THE days of reckless credit providers going unpunished could be numbered, as the Department of Trade and Industry plans to empower the National Credit Regulator (NCR) to fine them.
Currently, only the National Consumer Tribunal has this power, but it has a backlog of unheard cases, dating back to 2013, and imposed inconsequentially small fines on the companies involved.
A proposal has been submitted to Cabinet to amend legislation to empower the NCR to impose fines, allowing it to conduct proactive investigations and implement a debt-relief programme.
The NCR supports the idea of a debt-relief programme for heavily indebted retrenched workers and has already started engaging with the banks on how they can participate voluntarily in the programme.
The NCR said debt forgiveness programmes were common across the world. Such a programme should be once-off and targeted specifically at retrenched workers who no longer had the ability to continue paying their debts.
National Consumer Tribunal’s CEO noted that the tribunal faced a deluge of debt rearrangement cases that amounted to about 1,600 cases a month since February 2015, giving a total of 19,097 cases for the 2015-16 year, with 27,407 cases forecast for the current year.
Currently, the tribunal has 11,091 matters that are not finalised.
With its new powers of enforcement, the NCR will have the clout to ensure credit providers and lenders comply with the Act, thus affording consumers the necessary protection.
The flip side of this coin, is that creditors and lenders will tighten their lending policies – making access to credit more difficult, according to Adv Kate Thambiran, MD of LUCID Clear Credit.
Thambiran warns that, “consumers will need to manage their personal balance sheets more prudently, if they want to qualify for credit and finance in future.”
The National Credit Regulator had referred Lewis and Monarch Insurance Company to the National Consumer Tribunal following an investigation into loss-of-employment cover sold to people who would not be able to claim the benefits.
The referral relates to three cases of the sale of retrenchment cover to pensioners and self-employed consumers.
“We are requesting Lewis and Monarch to refund the pensioners and self-employed consumers and to do an audit in terms of how much to refund.”
“We are also asking the Tribunal to impose an administrative fine,” a Regulator spokes person said.
Fifteen salary attachment orders (commonly known as “garnishees”) issued on behalf of unsecured lender, were on Wednesday declared “unlawful, invalid and of no force and effect” in the Western Cape High Court by Judge Siraj Desai.

§ §

» JOB 1
Using the article on credit regulation, answer each question in a few words:
(a) Which body currently holds the only power to fine credit providers?
(b) How many tribunal matters are not finalised?
(c) Which court declared the fifteen salary attachment orders unlawful?
» JOB 2
Please extend the article on credit regulation with a few sentences that pick up after its final sentence.

» RECORDED DATA
§ §

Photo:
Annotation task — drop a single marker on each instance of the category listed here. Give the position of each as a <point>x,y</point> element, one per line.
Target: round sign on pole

§ §

» ANSWER 1
(a) The National Consumer Tribunal
(b) 11,091
(c) The Western Cape High Court

» ANSWER 2
Desai also declared certain sections of the Magistrates’ Court Act (MCA), which governs the issuing of these orders, to be unconstitutional, granting a substantial victory to consumers.
EAOs, which are imposed on a debtor’s salary by a creditor to recover outstanding money, have been widely abused by unscrupulous unsecured lenders and debt collectors.
Alongside declaring that the specific EAOs concerned must come to an end, Desai also declared that certain sections of the MCA are unconstitutional.
The judge concluded, a clerk of court cannot simply rubberstamp an EAO where a debtor has consented to the judgement debt if a magistrate has not also considered the financial implications of the EAO on the debtor.
In addition, Desai ordered that in terms of credit agreements under the National Credit Act, the MCA does not permit a debtor to consent in writing to the jurisdiction of a magistrates’ court other than one where that debtor lives or is employed.
“The Flemix respondents are obtaining judgements and EAOs against the applicants in courts far removed from their homes and places of work and in places which they could not hope to reach, the right to approach the courts was seriously jeopardised, if not effectively denied,” Desai said in his judgement.
That all 15 of the attachment orders concerned in the case were “irregularly if not unlawfully obtained”, suggested that “thousands if not tens of thousands” of Flemix’s other active cases – some 150 000 – are based on unlawfully obtained attachment orders, Desai added.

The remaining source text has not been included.